● DOCUMENT EXTRACT:

↓

Infrastructure — the stuff all around us that we almost don’t see — is usually designed by engineers to solve a problem (traffic, sewage, transporting electricity) in a logical, reliable and cost-effective manner. Beauty isn’t usually part of the brief for infrastructure projects. Just look at the Piranesian hells otherwise known as interstate highways.
But could infrastructure be beautiful? Should it be? A small seawall project in British Columbia challenges our assumptions about the place of beauty in such projects.
The 200-foot-wide seawall is as modest as it is alluring. The owners of this particular bit of waterfront real estate thought a wall should be more than just a wall, so they commissioned landscape architect Paul Sangha to create art where most people would create only a buffer against erosion.
There is a Biblical basis for this sort of care and creativity. In Genesis 2, we learn that God made “all kinds of trees grow out of the ground — trees that were pleasing to the eye and good for food.” In this passage we see the marriage of beauty (“pleasing to the eye”) and function (“good for food”). But too often today, we keep the two separate.
What are the reasons for that? Specialization, for one thing. People sometimes think of architects and designers as being responsible for beauty, while engineers handle functionality. Sadly, sometimes those departments don’t even talk to each other within the same company.
Metamorphous stands as a lovely rebuke to infrastructure designers everywhere.
Another barrier to the Edenic pairing of beauty and function is cost. To be sure, the owners of Metamorphous, as the seawall is a bit pretentiously named, could have opted for something cheaper by leaving beauty out of the equation. But just as advocates for sustainability argue for a “triple bottom line” that accounts for people, planet and profits, I’d like to argue for at least a double bottom line that considers beauty part of the cost of function. We used to think this way in the developed world, at least with respect to buildings, until Louis Sullivan’s dictum that “form ever follows function” became twisted to mean that only function — and never beauty — could justify any form. Sullivan didn’t mean that, but with the help of his Austrian contemporary Adolf Loos, ornamentation was considered by some to be criminal.

↑

Could you set down the essay on beauty in infrastructure in full, word for word? The listing is not needed for anything here.

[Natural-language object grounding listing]

↓

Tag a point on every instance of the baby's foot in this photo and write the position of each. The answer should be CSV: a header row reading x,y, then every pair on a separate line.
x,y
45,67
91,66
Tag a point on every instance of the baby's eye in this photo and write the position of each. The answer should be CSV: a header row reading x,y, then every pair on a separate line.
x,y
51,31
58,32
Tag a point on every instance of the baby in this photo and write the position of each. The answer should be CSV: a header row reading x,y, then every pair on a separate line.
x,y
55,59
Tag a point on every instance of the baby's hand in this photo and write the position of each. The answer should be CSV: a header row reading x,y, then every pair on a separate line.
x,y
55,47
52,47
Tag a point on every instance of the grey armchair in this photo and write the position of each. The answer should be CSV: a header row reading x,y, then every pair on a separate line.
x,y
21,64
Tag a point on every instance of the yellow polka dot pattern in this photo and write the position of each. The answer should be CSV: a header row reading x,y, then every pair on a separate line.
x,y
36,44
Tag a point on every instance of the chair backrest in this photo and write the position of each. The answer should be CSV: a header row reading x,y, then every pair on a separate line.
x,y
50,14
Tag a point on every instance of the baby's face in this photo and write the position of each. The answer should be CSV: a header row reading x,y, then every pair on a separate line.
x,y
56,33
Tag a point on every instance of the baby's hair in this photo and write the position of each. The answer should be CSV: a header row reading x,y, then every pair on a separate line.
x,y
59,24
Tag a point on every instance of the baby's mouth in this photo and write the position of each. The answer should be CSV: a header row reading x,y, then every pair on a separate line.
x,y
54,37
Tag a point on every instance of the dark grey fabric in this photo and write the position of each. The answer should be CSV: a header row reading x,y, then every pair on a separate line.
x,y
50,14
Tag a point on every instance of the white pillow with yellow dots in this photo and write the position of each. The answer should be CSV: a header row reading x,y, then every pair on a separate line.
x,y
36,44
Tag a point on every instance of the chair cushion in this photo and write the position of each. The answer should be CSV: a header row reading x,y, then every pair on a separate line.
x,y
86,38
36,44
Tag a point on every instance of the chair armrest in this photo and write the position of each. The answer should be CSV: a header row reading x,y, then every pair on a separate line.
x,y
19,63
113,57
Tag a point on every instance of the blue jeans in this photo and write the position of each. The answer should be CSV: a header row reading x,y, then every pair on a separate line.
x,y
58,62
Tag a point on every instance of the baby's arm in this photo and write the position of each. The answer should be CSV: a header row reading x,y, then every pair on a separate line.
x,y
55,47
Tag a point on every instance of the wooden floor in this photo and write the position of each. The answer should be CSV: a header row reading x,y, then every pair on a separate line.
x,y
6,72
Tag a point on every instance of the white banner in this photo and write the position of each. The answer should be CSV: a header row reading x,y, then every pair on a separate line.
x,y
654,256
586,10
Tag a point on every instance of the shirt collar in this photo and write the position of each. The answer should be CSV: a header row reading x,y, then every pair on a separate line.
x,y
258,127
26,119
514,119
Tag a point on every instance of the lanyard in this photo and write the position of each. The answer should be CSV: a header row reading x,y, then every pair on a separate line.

↑

● RESPONSE AREA:
Infrastructure — the stuff all around us that we almost don’t see — is usually designed by engineers to solve a problem (traffic, sewage, transporting electricity) in a logical, reliable and cost-effective manner. Beauty isn’t usually part of the brief for infrastructure projects. Just look at the Piranesian hells otherwise known as interstate highways.
But could infrastructure be beautiful? Should it be? A small seawall project in British Columbia challenges our assumptions about the place of beauty in such projects.
The 200-foot-wide seawall is as modest as it is alluring. The owners of this particular bit of waterfront real estate thought a wall should be more than just a wall, so they commissioned landscape architect Paul Sangha to create art where most people would create only a buffer against erosion.
There is a Biblical basis for this sort of care and creativity. In Genesis 2, we learn that God made “all kinds of trees grow out of the ground — trees that were pleasing to the eye and good for food.” In this passage we see the marriage of beauty (“pleasing to the eye”) and function (“good for food”). But too often today, we keep the two separate.
What are the reasons for that? Specialization, for one thing. People sometimes think of architects and designers as being responsible for beauty, while engineers handle functionality. Sadly, sometimes those departments don’t even talk to each other within the same company.
Metamorphous stands as a lovely rebuke to infrastructure designers everywhere.
Another barrier to the Edenic pairing of beauty and function is cost. To be sure, the owners of Metamorphous, as the seawall is a bit pretentiously named, could have opted for something cheaper by leaving beauty out of the equation. But just as advocates for sustainability argue for a “triple bottom line” that accounts for people, planet and profits, I’d like to argue for at least a double bottom line that considers beauty part of the cost of function. We used to think this way in the developed world, at least with respect to buildings, until Louis Sullivan’s dictum that “form ever follows function” became twisted to mean that only function — and never beauty — could justify any form. Sullivan didn’t mean that, but with the help of his Austrian contemporary Adolf Loos, ornamentation was considered by some to be criminal.